1. once I have added the functions I get result=0. when the caluclation (n*=1;sum+=n; ) was in main() it worked OK. Why is that?!
2. in line 26 I check if it is pair or uneven in a primitive way. how would I do it better?
Answer -
It will be easier for me to debug this code, if I know what it is doing!
So, please tell me what was the problem statement (for which you wrote code).
And also input and expected output?

-ssnkumar

The original task is to take as an input unlimited quantity of positive integers. The delimeter is -1, which means after I write -1, the program quits. The goal is to calculate sort of inspection digit, based on the following algorithm:
first digit multiple by 1
second digit multiple by 2
third digit multiple by 1
forth digit multiple by 2
etc...
then sum the results of the above, let's say it is 24. the inspection digit has to complete to the closest round number: 10/20/30/40/50/60 etc... so the inspection digit of this example would be 6.
Hope I made myself clear inough now.
Answer -
>then sum the results of the above, let's say it is 24. the >inspection digit has to complete to the closest round >number: 10/20/30/40/50/60 etc... so the inspection digit >of this example would be 6.

How did you get 6?
First digit is 2 and second is 4.
Multiply first digit by 1 = 2 * 1 = 2
Multiply 2nd digit by 2 = 4 * 2 = 8.
Total is 10. But, how did you get 6?

-ssnkumar

again, from start: my example was:
input: 31348.
8+4*2+3+1*2+3= 24 this is the sum of the everything.
then to comlete to 30 you need 6.
sorry for confusion.

Ronen
Answer -
I have modified your code and have added indentation (it helps in easy understanding). Here is the code:

#include <stdio.h>

int sum = 0, result;

int pair(int *n);
int uneven(int *n);

main()
{
       int i = 0, n;

       do
       {
         puts ("print positve integers");
         scanf ("%d", &n);
         ++i;
         if (n == -1) break;
         else
         {
         if (n < 0)

# REQUEST A
Recast the listing, from the line containing "Practice. Find the black flat" through the listing's final line, as a JSON list of strings with one string per line and blank lines left out.

# SUPPLIED MATERIAL
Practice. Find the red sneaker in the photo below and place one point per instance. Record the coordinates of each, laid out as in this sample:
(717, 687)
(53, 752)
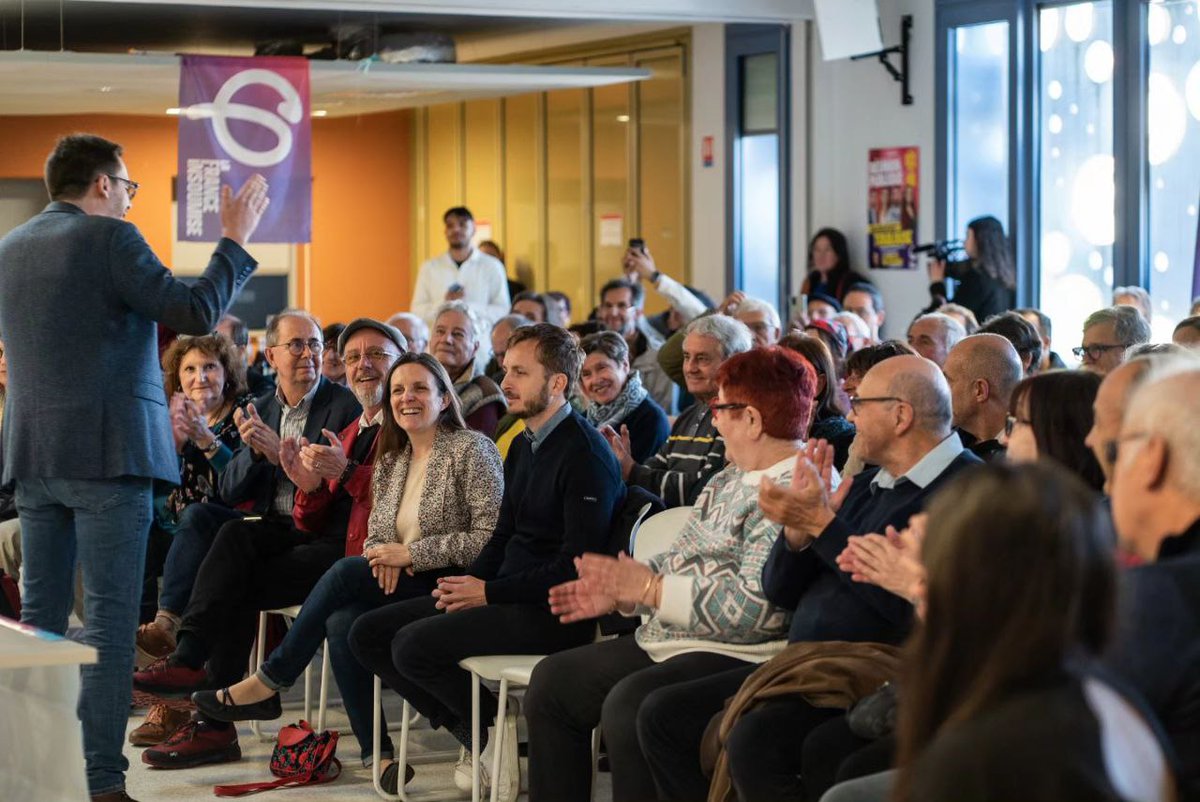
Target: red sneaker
(196, 743)
(166, 678)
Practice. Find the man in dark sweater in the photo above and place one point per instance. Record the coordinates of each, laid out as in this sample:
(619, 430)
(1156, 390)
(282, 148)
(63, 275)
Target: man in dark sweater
(1156, 507)
(903, 414)
(562, 491)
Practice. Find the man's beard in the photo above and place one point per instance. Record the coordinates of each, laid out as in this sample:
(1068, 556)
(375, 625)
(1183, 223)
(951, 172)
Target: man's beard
(537, 406)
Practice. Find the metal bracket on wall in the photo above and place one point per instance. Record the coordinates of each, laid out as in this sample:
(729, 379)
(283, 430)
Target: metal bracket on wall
(900, 75)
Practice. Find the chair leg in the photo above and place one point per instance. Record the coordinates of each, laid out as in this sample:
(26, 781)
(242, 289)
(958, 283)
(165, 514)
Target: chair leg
(324, 686)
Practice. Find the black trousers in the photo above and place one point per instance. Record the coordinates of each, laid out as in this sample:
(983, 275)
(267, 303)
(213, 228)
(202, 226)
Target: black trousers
(415, 650)
(604, 683)
(252, 566)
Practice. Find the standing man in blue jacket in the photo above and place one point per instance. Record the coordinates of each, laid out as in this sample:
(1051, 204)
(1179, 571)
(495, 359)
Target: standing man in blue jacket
(85, 428)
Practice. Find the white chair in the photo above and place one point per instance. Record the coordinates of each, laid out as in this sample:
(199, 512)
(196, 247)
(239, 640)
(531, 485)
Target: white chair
(649, 537)
(259, 656)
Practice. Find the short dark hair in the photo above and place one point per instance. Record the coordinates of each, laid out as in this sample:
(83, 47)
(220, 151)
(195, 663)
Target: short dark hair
(1044, 324)
(1020, 333)
(461, 213)
(870, 289)
(76, 161)
(635, 288)
(557, 351)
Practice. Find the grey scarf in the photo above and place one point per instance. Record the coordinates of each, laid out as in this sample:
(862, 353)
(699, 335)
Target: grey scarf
(616, 411)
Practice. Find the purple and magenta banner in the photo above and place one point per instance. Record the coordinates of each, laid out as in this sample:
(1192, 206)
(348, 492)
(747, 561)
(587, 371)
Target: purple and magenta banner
(239, 117)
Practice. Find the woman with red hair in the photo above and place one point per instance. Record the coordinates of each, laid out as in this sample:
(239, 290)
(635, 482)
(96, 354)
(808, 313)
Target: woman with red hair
(702, 599)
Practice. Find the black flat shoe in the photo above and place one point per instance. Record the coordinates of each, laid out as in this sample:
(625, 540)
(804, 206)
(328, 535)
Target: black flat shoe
(215, 704)
(390, 774)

# REQUEST B
Answer these questions from the forum thread:
(i) What number ends the input and makes the program quit?
(ii) What input number is used in the example whose sum comes to 24?
(iii) According to the reply that modified the code, what does indentation help with?

# RESPONSE A
[
  "Practice. Find the black flat shoe in the photo above and place one point per instance. Record the coordinates of each, laid out as in this sample:",
  "(625, 540)",
  "(804, 206)",
  "(328, 535)",
  "Target: black flat shoe",
  "(215, 704)",
  "(390, 774)"
]

# RESPONSE B
(i) -1
(ii) 31348
(iii) Easy understanding